Répondez brièvement aux questions ci-dessous à partir du texte sur le jeu des enfants en plein air.
1. Quelles sont les deux causes qui, selon le texte, ont conduit à une méconnaissance de la nature ?
2. D'après Sarah Wauquiez, quel pourcentage du temps les enfants des crèches classiques sont-ils absents pour cause de maladie ?
3. Dans quel arrondissement de Paris se trouve le multi-accueil « Le Petit Jardin » ?

__Passage fourni__.
* * * *

Laissons les enfants jouer dehors !
Les parents, les professionnel.le.s de l’éducation et les institutions expriment de fortes réticences à laisser jouer les enfants dehors. Injonction hygiéniste omniprésente et recherche constante de l’hyper-sécurité nous ont conduit à une méconnaissance de la nature et ont généré des peurs.
Certains parents ont en effet tendance à surprotéger leurs enfants en les "enfermant" à la maison plutôt que de les laisser jouer dehors car « il risque de prendre froid », « il va se faire mal » et perçoivent la nature comme dangereuse en termes d’hygiène.
Moins de maladies et de dangers
Les expériences de terrain disent tout le contraire : « En moyenne, dans les crèches classiques, les enfants sont absents pour cause de maladie 8% du temps contre 3% pour les "crèches en nature"», souligne Sarah Wauquiez, dans son ouvrage « Les Enfants des Bois ». « Nous n’avons pas d’épidémies de gastro par exemple », témoigne Valérie Roy, directrice du multi-accueil semi plein air « Le Petit Jardin » situé dans le 17ème arrondissement de Paris où les enfants passent 80% de leur temps dehors.

* * * *

__Données de pointage par expressions référentielles__.

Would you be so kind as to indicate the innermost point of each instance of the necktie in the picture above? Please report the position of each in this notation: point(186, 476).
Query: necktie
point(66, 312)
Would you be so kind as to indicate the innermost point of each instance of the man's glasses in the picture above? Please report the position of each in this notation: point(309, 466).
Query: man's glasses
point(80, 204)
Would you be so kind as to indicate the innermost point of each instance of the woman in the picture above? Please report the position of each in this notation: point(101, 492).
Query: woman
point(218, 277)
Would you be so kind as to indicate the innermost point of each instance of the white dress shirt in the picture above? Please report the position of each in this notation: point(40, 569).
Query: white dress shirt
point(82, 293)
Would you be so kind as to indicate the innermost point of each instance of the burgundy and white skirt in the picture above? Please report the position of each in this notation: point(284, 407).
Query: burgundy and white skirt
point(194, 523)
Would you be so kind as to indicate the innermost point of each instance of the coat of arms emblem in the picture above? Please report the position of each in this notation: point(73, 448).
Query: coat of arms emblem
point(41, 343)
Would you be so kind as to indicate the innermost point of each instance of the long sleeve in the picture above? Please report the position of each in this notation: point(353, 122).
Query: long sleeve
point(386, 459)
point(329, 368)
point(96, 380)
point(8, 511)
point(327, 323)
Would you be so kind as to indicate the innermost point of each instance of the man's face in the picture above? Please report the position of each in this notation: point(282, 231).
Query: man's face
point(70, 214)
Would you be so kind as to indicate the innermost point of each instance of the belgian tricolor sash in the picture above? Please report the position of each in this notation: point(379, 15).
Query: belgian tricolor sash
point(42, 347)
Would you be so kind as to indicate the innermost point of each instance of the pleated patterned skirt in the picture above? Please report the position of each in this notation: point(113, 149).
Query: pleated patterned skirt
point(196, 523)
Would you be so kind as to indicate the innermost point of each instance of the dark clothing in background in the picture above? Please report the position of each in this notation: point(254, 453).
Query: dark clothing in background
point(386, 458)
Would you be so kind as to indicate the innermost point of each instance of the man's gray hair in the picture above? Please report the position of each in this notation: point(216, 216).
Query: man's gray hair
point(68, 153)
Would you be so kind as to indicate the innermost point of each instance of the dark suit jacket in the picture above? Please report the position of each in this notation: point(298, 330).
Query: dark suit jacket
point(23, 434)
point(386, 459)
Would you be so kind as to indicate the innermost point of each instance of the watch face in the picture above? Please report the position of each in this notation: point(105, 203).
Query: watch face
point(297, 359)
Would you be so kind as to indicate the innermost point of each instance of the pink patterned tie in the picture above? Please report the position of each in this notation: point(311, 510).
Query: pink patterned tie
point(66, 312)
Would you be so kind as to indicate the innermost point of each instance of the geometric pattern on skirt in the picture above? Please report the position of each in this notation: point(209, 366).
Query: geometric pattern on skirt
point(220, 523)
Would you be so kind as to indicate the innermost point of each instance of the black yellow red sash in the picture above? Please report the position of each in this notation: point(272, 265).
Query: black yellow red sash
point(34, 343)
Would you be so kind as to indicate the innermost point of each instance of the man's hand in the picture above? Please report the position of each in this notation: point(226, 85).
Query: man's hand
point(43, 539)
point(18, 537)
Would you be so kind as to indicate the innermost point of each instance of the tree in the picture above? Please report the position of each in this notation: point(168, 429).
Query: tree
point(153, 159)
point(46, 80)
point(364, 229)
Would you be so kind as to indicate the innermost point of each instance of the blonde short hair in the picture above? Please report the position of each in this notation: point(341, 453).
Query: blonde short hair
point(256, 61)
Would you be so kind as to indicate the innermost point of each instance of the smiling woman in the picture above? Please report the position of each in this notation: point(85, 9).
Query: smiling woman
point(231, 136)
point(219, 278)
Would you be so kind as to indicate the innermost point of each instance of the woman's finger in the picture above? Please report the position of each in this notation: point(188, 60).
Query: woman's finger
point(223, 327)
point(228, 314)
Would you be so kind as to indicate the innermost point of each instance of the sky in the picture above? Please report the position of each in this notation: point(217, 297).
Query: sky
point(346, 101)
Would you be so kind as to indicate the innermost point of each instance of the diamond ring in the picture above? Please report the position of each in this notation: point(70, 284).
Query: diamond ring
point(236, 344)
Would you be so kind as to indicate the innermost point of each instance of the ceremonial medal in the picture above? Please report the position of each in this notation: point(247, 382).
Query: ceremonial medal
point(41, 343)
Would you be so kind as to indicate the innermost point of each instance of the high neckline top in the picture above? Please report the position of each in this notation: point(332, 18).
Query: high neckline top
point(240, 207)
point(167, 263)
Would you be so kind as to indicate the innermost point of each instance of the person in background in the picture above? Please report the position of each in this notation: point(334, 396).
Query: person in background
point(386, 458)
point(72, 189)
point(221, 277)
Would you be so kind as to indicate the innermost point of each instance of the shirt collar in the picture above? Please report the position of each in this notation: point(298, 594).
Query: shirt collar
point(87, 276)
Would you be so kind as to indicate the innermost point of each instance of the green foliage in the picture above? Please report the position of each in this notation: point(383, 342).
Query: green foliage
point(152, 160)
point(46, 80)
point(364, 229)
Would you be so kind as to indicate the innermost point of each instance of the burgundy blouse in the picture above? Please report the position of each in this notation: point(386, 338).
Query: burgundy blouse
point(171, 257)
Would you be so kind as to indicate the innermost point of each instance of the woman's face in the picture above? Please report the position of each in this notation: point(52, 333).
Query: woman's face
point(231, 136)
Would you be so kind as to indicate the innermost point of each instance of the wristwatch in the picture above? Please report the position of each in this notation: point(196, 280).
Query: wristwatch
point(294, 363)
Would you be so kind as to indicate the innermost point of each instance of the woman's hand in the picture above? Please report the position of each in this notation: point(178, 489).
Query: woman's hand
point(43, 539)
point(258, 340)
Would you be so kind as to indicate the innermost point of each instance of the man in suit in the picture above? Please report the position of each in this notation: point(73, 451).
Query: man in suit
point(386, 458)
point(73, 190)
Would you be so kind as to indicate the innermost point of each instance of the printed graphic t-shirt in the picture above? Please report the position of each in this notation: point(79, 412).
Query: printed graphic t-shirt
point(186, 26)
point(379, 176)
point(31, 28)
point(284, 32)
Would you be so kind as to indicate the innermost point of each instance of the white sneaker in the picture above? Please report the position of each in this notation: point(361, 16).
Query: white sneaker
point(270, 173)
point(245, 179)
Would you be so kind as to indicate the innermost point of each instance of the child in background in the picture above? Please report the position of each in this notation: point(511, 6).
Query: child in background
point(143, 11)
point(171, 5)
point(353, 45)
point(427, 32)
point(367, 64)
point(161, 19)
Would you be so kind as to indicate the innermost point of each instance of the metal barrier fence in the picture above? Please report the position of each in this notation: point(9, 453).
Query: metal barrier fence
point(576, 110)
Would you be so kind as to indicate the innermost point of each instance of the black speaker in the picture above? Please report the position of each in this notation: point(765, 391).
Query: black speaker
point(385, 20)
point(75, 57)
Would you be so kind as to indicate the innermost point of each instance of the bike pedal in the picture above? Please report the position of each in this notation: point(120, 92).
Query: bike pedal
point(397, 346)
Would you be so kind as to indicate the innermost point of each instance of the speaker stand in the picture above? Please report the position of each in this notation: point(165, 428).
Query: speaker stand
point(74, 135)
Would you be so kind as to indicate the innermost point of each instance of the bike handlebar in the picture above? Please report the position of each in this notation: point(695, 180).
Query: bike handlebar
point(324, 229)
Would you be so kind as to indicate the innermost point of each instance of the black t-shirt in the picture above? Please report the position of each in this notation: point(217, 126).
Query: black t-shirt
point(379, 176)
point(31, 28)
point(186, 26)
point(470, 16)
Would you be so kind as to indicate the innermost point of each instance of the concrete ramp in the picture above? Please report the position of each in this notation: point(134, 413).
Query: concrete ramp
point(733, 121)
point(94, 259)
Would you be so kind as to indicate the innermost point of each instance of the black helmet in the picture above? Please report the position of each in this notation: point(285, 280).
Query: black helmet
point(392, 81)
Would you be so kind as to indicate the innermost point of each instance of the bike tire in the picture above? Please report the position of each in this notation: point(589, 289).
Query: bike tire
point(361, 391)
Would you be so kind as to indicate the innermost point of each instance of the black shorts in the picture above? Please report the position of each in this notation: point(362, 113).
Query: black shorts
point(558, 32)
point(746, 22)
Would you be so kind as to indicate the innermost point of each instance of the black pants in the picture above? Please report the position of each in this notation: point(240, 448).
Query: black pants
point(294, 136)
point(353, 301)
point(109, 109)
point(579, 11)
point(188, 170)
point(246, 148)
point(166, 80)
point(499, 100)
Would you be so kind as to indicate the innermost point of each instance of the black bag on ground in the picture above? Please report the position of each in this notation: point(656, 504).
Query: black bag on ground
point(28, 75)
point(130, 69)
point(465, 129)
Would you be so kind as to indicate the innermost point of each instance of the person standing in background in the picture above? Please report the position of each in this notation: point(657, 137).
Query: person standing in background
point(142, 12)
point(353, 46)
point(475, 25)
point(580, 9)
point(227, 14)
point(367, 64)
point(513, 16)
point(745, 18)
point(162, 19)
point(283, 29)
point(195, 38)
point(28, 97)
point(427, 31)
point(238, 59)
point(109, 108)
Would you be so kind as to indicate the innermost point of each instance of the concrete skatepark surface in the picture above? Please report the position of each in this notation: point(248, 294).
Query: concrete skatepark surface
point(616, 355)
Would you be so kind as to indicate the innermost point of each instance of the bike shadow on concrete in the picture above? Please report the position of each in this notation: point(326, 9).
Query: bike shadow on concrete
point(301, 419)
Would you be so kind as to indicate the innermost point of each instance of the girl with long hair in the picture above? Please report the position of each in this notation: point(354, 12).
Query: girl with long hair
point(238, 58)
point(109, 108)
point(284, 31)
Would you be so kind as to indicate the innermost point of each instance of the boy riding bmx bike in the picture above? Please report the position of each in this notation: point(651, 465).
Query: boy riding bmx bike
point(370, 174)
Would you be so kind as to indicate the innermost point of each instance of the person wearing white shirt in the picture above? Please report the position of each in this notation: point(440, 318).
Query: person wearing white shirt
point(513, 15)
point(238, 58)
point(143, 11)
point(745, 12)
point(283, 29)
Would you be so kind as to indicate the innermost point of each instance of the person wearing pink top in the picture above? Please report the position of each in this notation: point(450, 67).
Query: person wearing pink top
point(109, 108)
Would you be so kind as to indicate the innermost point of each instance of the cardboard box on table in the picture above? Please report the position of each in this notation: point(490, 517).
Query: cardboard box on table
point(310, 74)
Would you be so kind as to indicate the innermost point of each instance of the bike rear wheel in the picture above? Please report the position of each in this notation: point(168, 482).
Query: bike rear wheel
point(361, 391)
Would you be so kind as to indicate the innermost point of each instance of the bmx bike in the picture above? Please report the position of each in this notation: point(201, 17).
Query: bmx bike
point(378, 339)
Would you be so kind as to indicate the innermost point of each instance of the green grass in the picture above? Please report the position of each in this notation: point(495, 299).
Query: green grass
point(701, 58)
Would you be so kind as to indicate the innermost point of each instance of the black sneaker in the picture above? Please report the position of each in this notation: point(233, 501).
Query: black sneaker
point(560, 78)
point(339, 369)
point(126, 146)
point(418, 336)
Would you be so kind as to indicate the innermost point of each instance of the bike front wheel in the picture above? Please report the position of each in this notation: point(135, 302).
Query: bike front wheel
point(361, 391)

* * * *

__Réponse__.
1. L'injonction hygiéniste omniprésente et la recherche constante de l'hyper-sécurité.
2. 8 % du temps.
3. Dans le 17e arrondissement.